[Opening ENTRIES PROVIDED section]
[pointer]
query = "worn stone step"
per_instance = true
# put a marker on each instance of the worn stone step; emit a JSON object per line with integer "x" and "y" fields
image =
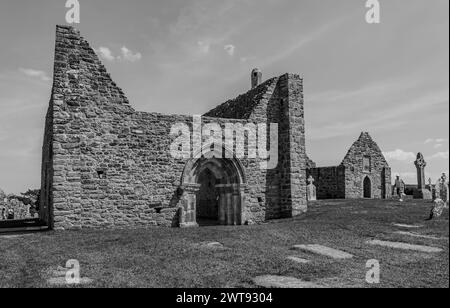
[Closing ENTRIES PROVIDED section]
[Opening ENTRIES PROVIDED section]
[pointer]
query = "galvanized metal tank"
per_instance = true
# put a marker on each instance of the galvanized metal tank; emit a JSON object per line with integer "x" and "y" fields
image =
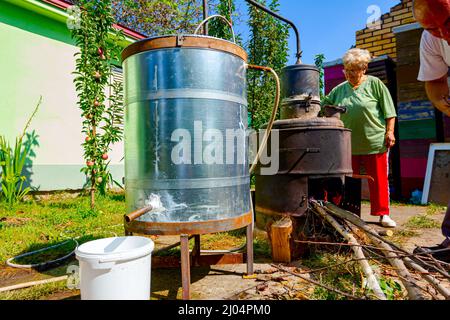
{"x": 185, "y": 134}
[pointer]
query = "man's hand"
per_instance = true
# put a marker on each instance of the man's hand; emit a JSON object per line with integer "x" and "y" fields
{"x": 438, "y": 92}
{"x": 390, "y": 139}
[Closing ENTRIES PROVIDED section]
* [TRY IT]
Tell how many lines in the material hold the word "tank". Reply with the number only.

* [RESPONSE AREA]
2